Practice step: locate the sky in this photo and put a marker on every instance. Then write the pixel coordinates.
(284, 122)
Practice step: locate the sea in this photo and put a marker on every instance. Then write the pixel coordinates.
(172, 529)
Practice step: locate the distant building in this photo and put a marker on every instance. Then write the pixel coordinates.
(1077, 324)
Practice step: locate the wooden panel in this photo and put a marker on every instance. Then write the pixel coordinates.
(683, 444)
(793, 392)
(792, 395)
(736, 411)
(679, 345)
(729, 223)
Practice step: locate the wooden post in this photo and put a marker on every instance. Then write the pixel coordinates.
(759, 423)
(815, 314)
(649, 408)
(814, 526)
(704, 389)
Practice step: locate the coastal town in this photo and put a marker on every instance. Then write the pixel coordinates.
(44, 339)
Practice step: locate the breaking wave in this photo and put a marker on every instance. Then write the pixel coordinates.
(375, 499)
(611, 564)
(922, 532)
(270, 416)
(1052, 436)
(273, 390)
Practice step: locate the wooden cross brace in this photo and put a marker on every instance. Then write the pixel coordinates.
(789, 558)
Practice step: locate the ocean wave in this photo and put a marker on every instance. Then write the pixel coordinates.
-----
(What is needed) Retype the lines from the one containing "Practice step: locate the wooden cross" through the last line of the records. Leave out everything else.

(Task result)
Practice step: locate the wooden cross brace in this photo and put a marker on every instance. Then write the pixel coordinates.
(789, 558)
Practice step: locate the ocean wave in this photo and put a marker on every instance. Then write the pixel coordinates.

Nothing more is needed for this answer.